[EXCERPT TO READ — start]

Separately, the Federal Reserve publishes diffusion indices on the percentage of industries that are growing or contracting. As with the diffusion indices used in the purchasing managers survey, readings of 50.0 and above are viewed as in positive territory. Against the prior month, prior three months and prior six months, the November indices respectively were 40.4, 43.6 and 51.2, suggesting that the majority of industries have been in recession for the last quarter. A look at the time series for these indices, however, would support a contention that much of the economy has been in recession since mid-2006.
Next Release (January 16): Look for December industrial production to decline anew and for a quarterly contraction, consistent with an ongoing recession. Eventually, monthly contractions in this series should become regular, with the erratic but generally slowing annual growth turning negative.
New Orders for Durable Goods — For November, the usually volatile durable goods orders rose by 0.1%, seasonally adjusted, after having fallen an unrevised 0.4% in October. On a year-to-year basis, November’s orders fell by 0.3% versus October’s 3.0% gain. Both November and October growth rates continued the pattern of annual contraction, after inflation adjustment, deepening the recession signal coming out of this series.

[EXCERPT TO READ — finish]

ASSIGNMENT:
Copy the economic report from "Next Release (January" up to and including "growth turning negative.", switching "Eventually" to "Ultimately".

[DATA RECORDS — start]

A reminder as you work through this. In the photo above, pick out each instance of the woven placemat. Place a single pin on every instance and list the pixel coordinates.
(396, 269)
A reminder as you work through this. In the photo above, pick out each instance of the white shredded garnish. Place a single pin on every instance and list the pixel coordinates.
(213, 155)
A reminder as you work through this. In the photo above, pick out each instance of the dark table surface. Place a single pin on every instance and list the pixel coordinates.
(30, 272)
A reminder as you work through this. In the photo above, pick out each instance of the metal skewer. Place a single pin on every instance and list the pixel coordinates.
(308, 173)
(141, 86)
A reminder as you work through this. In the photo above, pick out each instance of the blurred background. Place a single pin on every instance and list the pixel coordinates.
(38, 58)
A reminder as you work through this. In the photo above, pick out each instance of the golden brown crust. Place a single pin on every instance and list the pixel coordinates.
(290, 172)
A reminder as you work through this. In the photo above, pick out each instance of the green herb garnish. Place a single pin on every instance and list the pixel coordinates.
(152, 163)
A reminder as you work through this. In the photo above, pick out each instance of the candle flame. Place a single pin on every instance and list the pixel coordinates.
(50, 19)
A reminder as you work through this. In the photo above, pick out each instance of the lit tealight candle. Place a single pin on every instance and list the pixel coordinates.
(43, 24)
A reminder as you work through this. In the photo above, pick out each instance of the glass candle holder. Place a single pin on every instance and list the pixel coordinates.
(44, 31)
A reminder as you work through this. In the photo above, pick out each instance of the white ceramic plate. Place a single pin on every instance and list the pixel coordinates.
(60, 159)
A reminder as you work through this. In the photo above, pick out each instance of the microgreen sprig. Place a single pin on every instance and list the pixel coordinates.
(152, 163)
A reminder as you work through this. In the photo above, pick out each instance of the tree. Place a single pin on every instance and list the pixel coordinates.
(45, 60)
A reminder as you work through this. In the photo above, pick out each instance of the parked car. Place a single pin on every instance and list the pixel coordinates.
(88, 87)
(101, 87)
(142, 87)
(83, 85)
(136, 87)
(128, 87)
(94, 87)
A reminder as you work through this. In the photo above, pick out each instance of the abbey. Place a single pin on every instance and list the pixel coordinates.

[DATA RECORDS — finish]

TASK RESPONSE:
Next Release (January 16): Look for December industrial production to decline anew and for a quarterly contraction, consistent with an ongoing recession. Ultimately, monthly contractions in this series should become regular, with the erratic but generally slowing annual growth turning negative.